[start]
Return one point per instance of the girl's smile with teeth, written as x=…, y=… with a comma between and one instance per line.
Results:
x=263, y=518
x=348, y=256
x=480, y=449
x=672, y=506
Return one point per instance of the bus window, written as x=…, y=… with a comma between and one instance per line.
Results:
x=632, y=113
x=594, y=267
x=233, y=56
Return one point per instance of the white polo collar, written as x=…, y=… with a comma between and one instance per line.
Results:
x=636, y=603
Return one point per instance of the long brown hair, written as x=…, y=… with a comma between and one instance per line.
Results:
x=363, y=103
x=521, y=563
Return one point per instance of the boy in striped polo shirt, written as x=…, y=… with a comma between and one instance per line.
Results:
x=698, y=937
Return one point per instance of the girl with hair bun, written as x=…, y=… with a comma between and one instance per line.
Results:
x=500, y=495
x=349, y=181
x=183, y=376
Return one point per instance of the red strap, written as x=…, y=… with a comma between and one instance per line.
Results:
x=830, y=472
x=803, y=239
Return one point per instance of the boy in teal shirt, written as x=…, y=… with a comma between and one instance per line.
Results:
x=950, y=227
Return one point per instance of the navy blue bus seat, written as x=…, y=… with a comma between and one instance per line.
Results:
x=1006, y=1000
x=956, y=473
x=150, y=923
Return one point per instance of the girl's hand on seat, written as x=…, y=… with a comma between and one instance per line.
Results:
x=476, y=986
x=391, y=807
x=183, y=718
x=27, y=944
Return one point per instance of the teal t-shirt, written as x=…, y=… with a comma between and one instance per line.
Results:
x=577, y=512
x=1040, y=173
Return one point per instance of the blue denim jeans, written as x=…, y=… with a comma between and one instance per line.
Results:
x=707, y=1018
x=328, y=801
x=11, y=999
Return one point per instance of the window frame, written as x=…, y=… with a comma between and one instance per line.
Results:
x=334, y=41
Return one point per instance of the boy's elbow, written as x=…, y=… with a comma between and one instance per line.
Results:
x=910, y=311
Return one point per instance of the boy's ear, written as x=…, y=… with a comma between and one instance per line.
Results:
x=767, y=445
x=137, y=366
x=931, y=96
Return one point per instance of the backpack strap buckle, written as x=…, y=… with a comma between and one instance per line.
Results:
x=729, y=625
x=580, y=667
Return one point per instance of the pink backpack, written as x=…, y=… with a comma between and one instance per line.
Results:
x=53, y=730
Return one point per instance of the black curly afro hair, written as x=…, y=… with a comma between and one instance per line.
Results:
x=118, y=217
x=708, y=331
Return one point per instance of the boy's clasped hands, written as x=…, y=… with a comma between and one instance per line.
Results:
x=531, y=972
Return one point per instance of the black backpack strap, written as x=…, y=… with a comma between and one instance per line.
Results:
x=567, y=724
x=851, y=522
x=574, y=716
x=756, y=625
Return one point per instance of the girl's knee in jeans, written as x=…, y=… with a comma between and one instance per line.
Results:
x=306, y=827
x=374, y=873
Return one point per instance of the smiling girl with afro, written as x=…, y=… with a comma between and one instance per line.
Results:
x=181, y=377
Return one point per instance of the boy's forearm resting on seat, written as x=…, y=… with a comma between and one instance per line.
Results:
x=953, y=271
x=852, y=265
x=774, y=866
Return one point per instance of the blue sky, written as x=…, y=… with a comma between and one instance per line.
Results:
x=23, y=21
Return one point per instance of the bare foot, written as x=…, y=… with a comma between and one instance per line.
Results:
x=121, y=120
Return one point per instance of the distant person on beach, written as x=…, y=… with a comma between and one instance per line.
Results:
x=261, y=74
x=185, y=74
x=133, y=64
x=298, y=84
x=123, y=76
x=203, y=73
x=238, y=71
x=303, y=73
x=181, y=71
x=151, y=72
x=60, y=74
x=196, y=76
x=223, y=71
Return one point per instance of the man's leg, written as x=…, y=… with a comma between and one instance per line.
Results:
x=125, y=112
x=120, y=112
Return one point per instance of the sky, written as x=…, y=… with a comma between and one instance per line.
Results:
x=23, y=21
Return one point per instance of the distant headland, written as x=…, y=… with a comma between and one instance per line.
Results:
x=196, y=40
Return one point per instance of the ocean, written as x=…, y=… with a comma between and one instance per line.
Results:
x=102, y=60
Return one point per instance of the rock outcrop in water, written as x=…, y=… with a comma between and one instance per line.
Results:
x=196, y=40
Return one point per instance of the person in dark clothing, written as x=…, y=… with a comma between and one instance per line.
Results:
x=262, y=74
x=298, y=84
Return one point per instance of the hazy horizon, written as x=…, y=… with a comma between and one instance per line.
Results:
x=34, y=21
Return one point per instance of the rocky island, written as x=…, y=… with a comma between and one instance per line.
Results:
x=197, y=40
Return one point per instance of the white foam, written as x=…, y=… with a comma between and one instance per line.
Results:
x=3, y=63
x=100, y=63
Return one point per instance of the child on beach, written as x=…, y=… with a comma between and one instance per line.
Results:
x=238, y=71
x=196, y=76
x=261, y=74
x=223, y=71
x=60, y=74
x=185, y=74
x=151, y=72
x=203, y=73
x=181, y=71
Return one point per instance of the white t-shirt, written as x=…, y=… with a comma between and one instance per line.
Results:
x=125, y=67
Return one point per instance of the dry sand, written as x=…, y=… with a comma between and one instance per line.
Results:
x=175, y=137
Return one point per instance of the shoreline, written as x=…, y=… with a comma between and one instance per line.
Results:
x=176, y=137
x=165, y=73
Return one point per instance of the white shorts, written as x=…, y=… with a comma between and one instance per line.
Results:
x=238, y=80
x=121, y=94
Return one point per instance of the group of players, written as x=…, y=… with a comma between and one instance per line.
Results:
[end]
> **WHAT THE EXERCISE ASKS**:
Reproduce the listing above verbatim, from first line to last.

> **FINISHED ANSWER**:
Return one point per instance of the girl's smile with teeth, written as x=…, y=… with a comma between and one instance per line.
Results:
x=263, y=518
x=348, y=256
x=480, y=449
x=672, y=506
Return one point per instance of the bus window, written as x=…, y=… with a comma between and one instance per line.
Results:
x=632, y=113
x=594, y=267
x=233, y=56
Return one point per instance of the white polo collar, written as x=…, y=… with a comma between and one instance per line.
Results:
x=636, y=603
Return one point per instance of the long brown hair, written as x=…, y=… with a comma between and one instance per line.
Results:
x=363, y=103
x=521, y=563
Return one point per instance of the boy in striped polo shirt, written as x=…, y=… with a comma between and one instance per line.
Results:
x=698, y=937
Return one point per instance of the girl with hair bun, written as x=…, y=… with a comma between and one instance per line.
Results:
x=500, y=495
x=349, y=181
x=183, y=376
Return one point per instance of the red strap, written as x=…, y=… with a comma between and one instance per line.
Results:
x=830, y=472
x=803, y=239
Return one point per instance of the boy in teal shirt, written as x=…, y=… with a comma between and one instance per line.
Results:
x=950, y=227
Return one point per instance of the navy blue bus seat, written as x=…, y=… with a comma between and one instance per line.
Results:
x=1006, y=1000
x=956, y=473
x=150, y=923
Return one point per instance of the girl's hand on seat, written as x=…, y=… with a comma between and one instance per line.
Results:
x=476, y=986
x=391, y=807
x=183, y=718
x=27, y=944
Return one point per instance of the teal t-shirt, written as x=…, y=… with a comma between and one instance per line.
Results:
x=577, y=512
x=1040, y=173
Return one point per instance of the blue denim jeans, written as x=…, y=… with a comma between and one instance per line.
Results:
x=707, y=1018
x=328, y=801
x=11, y=999
Return one point per instance of the window frame, written as x=…, y=… with a comma between and one instance per line.
Results:
x=334, y=41
Return one point per instance of the boy's elbow, written as x=…, y=… with a comma between and one instance per line.
Results:
x=910, y=311
Return one point per instance of the boy's ear, written as x=…, y=… with a comma between and one instance per line.
Results:
x=767, y=445
x=137, y=366
x=931, y=96
Return one point per instance of the backpack strap buckle, written as x=…, y=… with a comma between and one instance per line.
Results:
x=729, y=625
x=580, y=667
Return one point per instance of the pink backpack, written as x=…, y=… with a comma between and one instance per line.
Results:
x=53, y=730
Return one point per instance of the black curly afro hair, written as x=…, y=… with a comma between and one instance per line.
Results:
x=118, y=217
x=708, y=331
Return one point per instance of the boy's clasped hands, written as x=…, y=… with a comma between and one instance per line.
Results:
x=531, y=972
Return one point per instance of the black backpack strap, written as x=…, y=… with a comma between and one instance per line.
Results:
x=567, y=724
x=851, y=522
x=574, y=716
x=756, y=625
Return one point per instance of the girl's knee in jeans, written as x=…, y=… with a comma between and one instance per line.
Results:
x=306, y=827
x=374, y=873
Return one point per instance of the smiling girl with afro, written as x=…, y=… with a comma between and one instance per line.
Results:
x=181, y=377
Return one point per instance of the boy's forearm resting on seat, written as x=…, y=… with a comma between and one instance per line.
Results:
x=953, y=271
x=852, y=265
x=774, y=866
Return one point per instance of the blue sky, written as x=…, y=… with a comma between and one instance per line.
Results:
x=23, y=21
Return one point per instance of the bare foot, written as x=…, y=… with a comma between and one instance per line.
Results:
x=121, y=120
Return one point per instance of the distant person on beach, written as x=…, y=… with a comma between and one instance per line.
Results:
x=261, y=74
x=185, y=74
x=133, y=64
x=298, y=84
x=123, y=76
x=203, y=73
x=238, y=71
x=303, y=73
x=181, y=71
x=151, y=72
x=60, y=74
x=196, y=76
x=223, y=71
Return one point per instance of the man's leg, written as x=…, y=… with a comma between and one instance per line.
Results:
x=125, y=112
x=120, y=112
Return one point per instance of the sky, written as x=…, y=… with a comma between and one instance per line.
Results:
x=23, y=21
Return one point per instance of the distant headland, written as x=…, y=… with a comma between and one instance per line.
Results:
x=196, y=40
Return one point per instance of the ocean, written as x=…, y=… with a comma between and one instance per line.
Results:
x=102, y=60
Return one point per instance of the rock outcrop in water, written as x=…, y=… with a comma between and one instance per line.
Results:
x=196, y=40
Return one point per instance of the person in dark clothing, written as x=…, y=… with a comma between and one instance per line.
Results:
x=262, y=74
x=298, y=84
Return one point per instance of the hazy horizon, written as x=…, y=… with a comma between and one instance per line.
Results:
x=34, y=21
Return one point per instance of the rocky island, written as x=…, y=… with a comma between and one instance per line.
Results:
x=197, y=40
Return one point per instance of the white foam, written as x=…, y=… with a comma between and one instance per line.
Results:
x=3, y=63
x=100, y=63
Return one point per instance of the child on beach, written as x=…, y=… with a comma between and one instance per line.
Results:
x=238, y=71
x=196, y=76
x=261, y=74
x=223, y=71
x=60, y=74
x=185, y=74
x=151, y=72
x=203, y=73
x=181, y=71
Return one point per instance of the white t-shirt, written as x=…, y=… with a comma between and one instance per line.
Results:
x=125, y=67
Return one point per instance of the dry sand, written as x=…, y=… with a comma between and one instance per line.
Results:
x=175, y=137
Return one point per instance of the shoreline, written as x=…, y=… with a comma between and one instance per line.
Results:
x=176, y=137
x=165, y=73
Return one point per instance of the white shorts, written as x=…, y=… with a comma between and one instance per line.
Results:
x=238, y=80
x=121, y=94
Return one point per instance of the group of players, written as x=…, y=… with a comma between and one instance per line.
Results:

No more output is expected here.